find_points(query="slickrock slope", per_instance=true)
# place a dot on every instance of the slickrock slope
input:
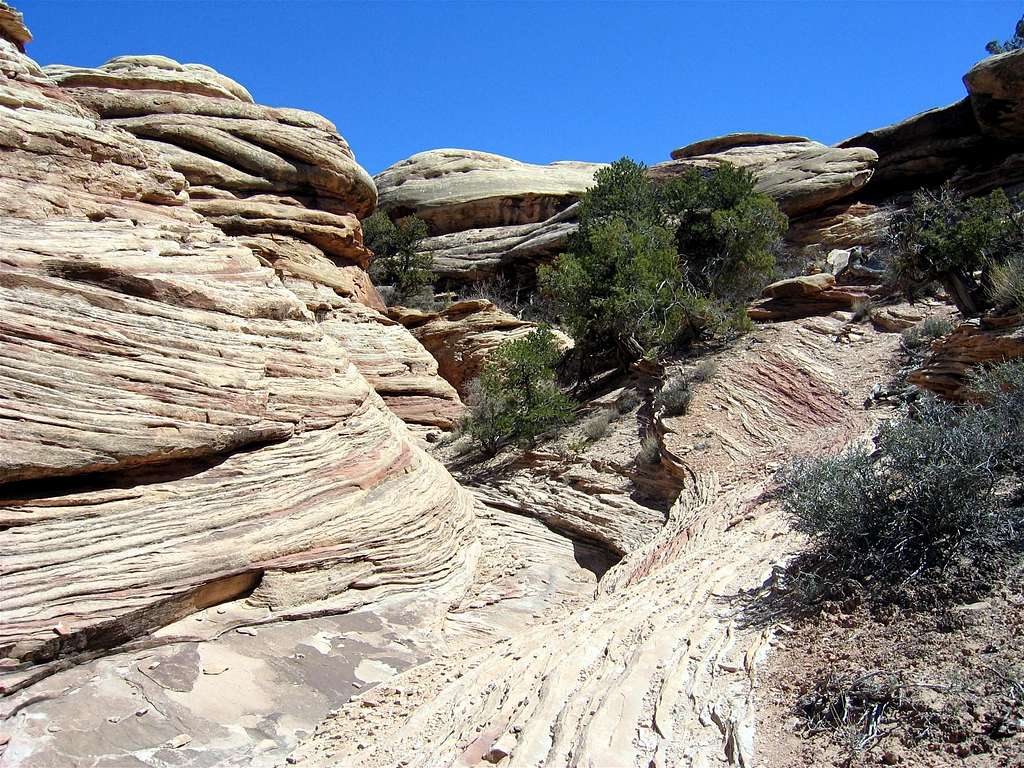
(657, 671)
(181, 423)
(977, 342)
(288, 185)
(801, 175)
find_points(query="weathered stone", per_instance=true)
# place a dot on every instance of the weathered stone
(973, 343)
(801, 176)
(732, 140)
(178, 427)
(12, 27)
(151, 73)
(803, 297)
(461, 336)
(458, 189)
(923, 150)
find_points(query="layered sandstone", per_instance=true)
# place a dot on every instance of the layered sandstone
(183, 421)
(801, 176)
(458, 189)
(461, 336)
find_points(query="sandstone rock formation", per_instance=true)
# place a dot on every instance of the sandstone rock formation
(179, 426)
(996, 88)
(458, 189)
(287, 184)
(973, 143)
(801, 175)
(805, 296)
(977, 342)
(657, 670)
(461, 336)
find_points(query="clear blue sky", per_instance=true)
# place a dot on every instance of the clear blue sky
(553, 81)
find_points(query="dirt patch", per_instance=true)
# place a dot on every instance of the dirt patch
(859, 685)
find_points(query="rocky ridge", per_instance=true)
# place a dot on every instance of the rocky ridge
(217, 520)
(164, 359)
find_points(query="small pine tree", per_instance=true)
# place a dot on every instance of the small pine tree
(655, 264)
(396, 261)
(515, 397)
(957, 241)
(1014, 43)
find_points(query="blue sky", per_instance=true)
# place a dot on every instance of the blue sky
(553, 81)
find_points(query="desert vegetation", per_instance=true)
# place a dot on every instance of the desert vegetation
(656, 265)
(516, 397)
(404, 273)
(971, 245)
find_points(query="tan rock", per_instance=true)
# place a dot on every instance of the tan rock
(996, 88)
(463, 335)
(977, 342)
(801, 176)
(731, 140)
(12, 27)
(185, 427)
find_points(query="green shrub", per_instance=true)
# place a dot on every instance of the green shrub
(396, 262)
(650, 451)
(628, 399)
(944, 237)
(655, 264)
(1014, 43)
(677, 393)
(1007, 283)
(924, 333)
(939, 483)
(597, 426)
(515, 397)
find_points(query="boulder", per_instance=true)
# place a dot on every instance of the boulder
(923, 150)
(995, 86)
(976, 342)
(802, 176)
(459, 189)
(12, 27)
(516, 250)
(461, 336)
(731, 140)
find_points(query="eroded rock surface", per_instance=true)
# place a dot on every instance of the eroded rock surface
(657, 671)
(800, 175)
(458, 189)
(182, 422)
(996, 88)
(977, 342)
(461, 336)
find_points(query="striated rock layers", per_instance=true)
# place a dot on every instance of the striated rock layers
(287, 185)
(977, 342)
(487, 213)
(495, 216)
(974, 143)
(461, 336)
(801, 175)
(183, 321)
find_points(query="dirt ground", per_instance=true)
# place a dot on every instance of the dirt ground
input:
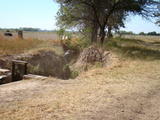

▶ **How to complete this task**:
Copy out the listing exactly as it stands, but not the pictures.

▶ **Problem solution**:
find_points(query="slickrock slope", per_instance=true)
# place a dot on every instance of the slickrock slope
input:
(657, 671)
(181, 423)
(977, 342)
(288, 185)
(801, 175)
find_points(query="weathered stone", per_instance=true)
# place a dot on every instance of the weathered stone
(973, 343)
(801, 176)
(732, 140)
(178, 427)
(12, 27)
(151, 73)
(803, 297)
(461, 336)
(458, 189)
(923, 150)
find_points(query="layered sandstone", per_instance=true)
# place a dot on every instance of the layered sandstone
(183, 421)
(801, 176)
(458, 189)
(461, 336)
find_points(query="sandstone rock formation", per_instance=true)
# place a dot on every instance of the sandstone rock formation
(179, 426)
(996, 88)
(458, 189)
(287, 184)
(973, 143)
(801, 175)
(805, 296)
(977, 342)
(657, 670)
(461, 336)
find_points(query="clear blue sky", per_instance=true)
# place a dot on every instance of the clear blue sky
(553, 81)
find_points(query="dirt patch", per_instance=true)
# place a dot on every instance of the dirt patch
(859, 685)
find_points(query="rocky ridge", per_instance=true)
# place a dot on every instance of the rocky ridge
(217, 520)
(164, 359)
find_points(query="small pine tree", per_instance=true)
# place a dot on every instance of the small pine tree
(655, 264)
(396, 261)
(515, 397)
(957, 241)
(1014, 43)
find_points(query="blue sky", per_instance=true)
# place a dot on every instance of the blue sky
(553, 81)
find_points(query="desert vegetation", per_instance=true)
# place a dot on every instance of the desert vegetation
(656, 265)
(516, 397)
(404, 273)
(971, 245)
find_points(query="tan rock", per_instance=true)
# place a dot on every instance of the tan rock
(996, 88)
(463, 335)
(977, 342)
(801, 176)
(731, 140)
(12, 27)
(185, 427)
find_points(query="green shrub", per_instance=true)
# place a dot on every instance of the green shrub
(396, 262)
(650, 451)
(628, 399)
(944, 237)
(655, 264)
(1014, 43)
(677, 393)
(1007, 283)
(924, 333)
(939, 483)
(597, 426)
(515, 397)
find_points(query="boulder", per_instance=true)
# place a dot on every instance of the boulder
(923, 150)
(995, 86)
(976, 342)
(802, 176)
(459, 189)
(12, 27)
(516, 250)
(461, 336)
(731, 140)
find_points(query="eroded rock surface", per_instance=true)
# place a dot on every instance of the eroded rock surface
(657, 671)
(800, 175)
(458, 189)
(182, 422)
(996, 88)
(977, 342)
(461, 336)
find_points(query="striated rock layers", per_instance=true)
# place a dot on every instance of the striated rock layers
(287, 185)
(977, 342)
(487, 213)
(495, 216)
(974, 143)
(461, 336)
(801, 175)
(183, 321)
find_points(query="dirt ground", per_instance=true)
# place a dot on every instance of the dirt ground
input:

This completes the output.